* _WHAT THE EXERCISE ASKS_: Below are the entries; output exactly the lines from the one containing "of the flower" through the final line, inclusive.

* _MATERIAL SUPPLIED_:
----
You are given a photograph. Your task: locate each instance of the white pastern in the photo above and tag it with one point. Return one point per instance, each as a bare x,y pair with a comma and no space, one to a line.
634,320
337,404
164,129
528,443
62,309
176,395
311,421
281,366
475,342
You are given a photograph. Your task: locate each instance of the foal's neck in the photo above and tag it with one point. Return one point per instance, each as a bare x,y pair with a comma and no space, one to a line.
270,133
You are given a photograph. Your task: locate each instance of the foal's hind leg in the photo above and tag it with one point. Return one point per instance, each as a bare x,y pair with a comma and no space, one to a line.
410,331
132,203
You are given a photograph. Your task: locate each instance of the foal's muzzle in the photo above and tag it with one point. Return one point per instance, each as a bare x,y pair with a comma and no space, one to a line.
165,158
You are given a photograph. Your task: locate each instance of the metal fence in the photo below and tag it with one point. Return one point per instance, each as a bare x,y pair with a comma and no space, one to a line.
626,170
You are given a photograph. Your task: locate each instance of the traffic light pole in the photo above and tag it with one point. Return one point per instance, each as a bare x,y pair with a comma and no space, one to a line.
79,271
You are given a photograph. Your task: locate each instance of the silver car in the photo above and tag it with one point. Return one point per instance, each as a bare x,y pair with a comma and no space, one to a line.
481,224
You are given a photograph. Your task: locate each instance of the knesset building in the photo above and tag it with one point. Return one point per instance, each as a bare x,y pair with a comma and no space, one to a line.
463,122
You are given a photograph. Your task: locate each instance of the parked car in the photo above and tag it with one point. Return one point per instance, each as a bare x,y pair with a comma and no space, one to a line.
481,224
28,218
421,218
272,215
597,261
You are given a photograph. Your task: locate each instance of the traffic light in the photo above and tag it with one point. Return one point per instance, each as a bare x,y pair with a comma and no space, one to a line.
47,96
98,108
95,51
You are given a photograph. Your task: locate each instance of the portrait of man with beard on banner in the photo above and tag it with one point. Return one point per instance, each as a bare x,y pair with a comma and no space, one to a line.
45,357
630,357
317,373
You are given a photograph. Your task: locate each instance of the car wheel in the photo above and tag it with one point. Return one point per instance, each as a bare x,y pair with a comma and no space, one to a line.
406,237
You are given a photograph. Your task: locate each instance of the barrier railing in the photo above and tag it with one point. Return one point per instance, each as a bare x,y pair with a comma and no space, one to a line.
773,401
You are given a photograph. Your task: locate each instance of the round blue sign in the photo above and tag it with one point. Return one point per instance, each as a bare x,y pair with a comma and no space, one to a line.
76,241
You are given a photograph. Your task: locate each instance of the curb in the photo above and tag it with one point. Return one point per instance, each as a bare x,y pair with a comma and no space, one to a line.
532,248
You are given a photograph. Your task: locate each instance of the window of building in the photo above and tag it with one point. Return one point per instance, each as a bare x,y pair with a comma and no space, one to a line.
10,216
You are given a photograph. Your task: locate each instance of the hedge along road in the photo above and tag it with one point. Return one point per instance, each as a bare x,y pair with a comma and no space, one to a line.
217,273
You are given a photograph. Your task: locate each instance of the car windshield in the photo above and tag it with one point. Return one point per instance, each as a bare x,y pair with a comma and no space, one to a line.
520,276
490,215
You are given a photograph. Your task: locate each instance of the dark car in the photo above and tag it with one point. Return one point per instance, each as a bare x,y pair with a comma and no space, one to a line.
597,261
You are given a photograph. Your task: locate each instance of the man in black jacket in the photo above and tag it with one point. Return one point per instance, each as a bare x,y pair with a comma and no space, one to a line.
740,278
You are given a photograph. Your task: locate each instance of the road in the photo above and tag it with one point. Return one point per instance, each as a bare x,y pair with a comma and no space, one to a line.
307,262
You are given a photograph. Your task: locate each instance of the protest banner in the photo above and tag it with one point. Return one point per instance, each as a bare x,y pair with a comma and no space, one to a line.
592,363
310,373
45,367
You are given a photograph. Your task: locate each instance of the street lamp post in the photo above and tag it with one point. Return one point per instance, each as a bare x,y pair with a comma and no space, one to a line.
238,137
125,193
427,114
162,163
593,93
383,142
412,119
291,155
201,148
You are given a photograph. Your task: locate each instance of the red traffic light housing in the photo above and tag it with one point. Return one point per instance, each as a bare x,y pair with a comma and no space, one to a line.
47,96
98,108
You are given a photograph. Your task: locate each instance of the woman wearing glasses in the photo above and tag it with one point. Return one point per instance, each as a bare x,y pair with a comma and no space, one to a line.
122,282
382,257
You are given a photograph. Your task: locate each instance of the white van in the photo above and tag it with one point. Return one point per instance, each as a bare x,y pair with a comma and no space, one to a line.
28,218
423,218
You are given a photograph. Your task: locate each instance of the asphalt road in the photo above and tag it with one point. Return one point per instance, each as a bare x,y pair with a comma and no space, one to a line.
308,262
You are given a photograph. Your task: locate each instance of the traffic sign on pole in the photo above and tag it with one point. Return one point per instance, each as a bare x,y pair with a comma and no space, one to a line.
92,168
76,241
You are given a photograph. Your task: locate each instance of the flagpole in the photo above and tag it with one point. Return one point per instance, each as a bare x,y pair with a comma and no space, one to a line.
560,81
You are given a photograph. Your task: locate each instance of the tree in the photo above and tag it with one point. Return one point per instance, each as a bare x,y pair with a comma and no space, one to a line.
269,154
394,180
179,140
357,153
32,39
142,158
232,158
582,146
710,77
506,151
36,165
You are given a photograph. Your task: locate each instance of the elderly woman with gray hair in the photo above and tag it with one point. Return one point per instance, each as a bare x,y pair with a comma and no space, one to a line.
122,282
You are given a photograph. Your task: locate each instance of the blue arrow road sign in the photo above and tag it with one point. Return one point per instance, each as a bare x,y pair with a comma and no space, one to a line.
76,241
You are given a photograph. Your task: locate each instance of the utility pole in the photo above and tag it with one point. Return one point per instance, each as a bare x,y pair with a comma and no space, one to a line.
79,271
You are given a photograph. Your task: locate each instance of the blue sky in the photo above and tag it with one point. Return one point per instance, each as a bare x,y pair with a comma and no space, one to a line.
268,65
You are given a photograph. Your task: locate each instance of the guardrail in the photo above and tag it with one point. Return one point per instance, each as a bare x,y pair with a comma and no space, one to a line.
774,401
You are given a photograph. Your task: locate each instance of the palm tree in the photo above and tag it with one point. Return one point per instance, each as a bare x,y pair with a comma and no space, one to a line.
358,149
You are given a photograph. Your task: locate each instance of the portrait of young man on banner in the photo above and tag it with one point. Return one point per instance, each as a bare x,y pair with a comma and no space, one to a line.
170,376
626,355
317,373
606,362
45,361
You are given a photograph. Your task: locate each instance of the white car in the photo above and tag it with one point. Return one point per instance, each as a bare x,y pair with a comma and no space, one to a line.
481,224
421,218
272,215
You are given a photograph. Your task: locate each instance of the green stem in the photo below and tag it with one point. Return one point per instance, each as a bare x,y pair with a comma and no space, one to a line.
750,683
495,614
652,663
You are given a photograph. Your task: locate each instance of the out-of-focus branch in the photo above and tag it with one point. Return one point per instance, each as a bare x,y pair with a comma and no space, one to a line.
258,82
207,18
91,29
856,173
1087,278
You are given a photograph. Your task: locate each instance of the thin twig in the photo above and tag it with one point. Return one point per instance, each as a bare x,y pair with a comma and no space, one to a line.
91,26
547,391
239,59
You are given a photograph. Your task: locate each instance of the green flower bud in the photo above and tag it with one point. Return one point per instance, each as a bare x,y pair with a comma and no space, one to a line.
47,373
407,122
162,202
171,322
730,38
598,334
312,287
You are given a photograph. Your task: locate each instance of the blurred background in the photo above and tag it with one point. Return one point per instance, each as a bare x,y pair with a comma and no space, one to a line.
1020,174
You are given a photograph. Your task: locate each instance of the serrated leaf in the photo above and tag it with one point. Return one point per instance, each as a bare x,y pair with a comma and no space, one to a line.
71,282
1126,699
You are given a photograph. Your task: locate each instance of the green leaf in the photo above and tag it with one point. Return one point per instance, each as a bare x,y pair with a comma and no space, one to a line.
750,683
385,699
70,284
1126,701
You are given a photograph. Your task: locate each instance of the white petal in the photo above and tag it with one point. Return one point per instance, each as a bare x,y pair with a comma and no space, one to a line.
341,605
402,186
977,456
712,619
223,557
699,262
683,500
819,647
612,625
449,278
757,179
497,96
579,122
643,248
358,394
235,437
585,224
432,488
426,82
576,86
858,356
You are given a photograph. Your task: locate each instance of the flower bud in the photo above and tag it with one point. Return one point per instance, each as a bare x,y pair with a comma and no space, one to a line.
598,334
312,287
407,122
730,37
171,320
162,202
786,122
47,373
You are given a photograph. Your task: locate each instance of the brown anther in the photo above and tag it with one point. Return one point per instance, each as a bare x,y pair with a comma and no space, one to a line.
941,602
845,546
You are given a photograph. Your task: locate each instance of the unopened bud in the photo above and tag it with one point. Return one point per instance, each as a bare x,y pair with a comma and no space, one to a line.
----
* _CORRECT ANSWER_:
You are given a photograph. Your task: locate each instance of the flower bud in the photo above and tag it with one point. Return one point per instance, each as a bare x,y pair with a comma and no space, one to a line.
598,334
312,287
407,122
730,37
171,320
162,202
786,122
47,373
You are given a photograph. Your task: locate each instance of the brown anther in the photo above and tag it with one point. Return one point per instance, each as a bare x,y pair with a comma and no space, one to a line.
941,602
845,546
You are given a photograph. Your task: locate each instance of the unopened bud in the photo above and tag it with one point. Return one point per instance, each as a bare x,y pair with a comma and no space, one to a line.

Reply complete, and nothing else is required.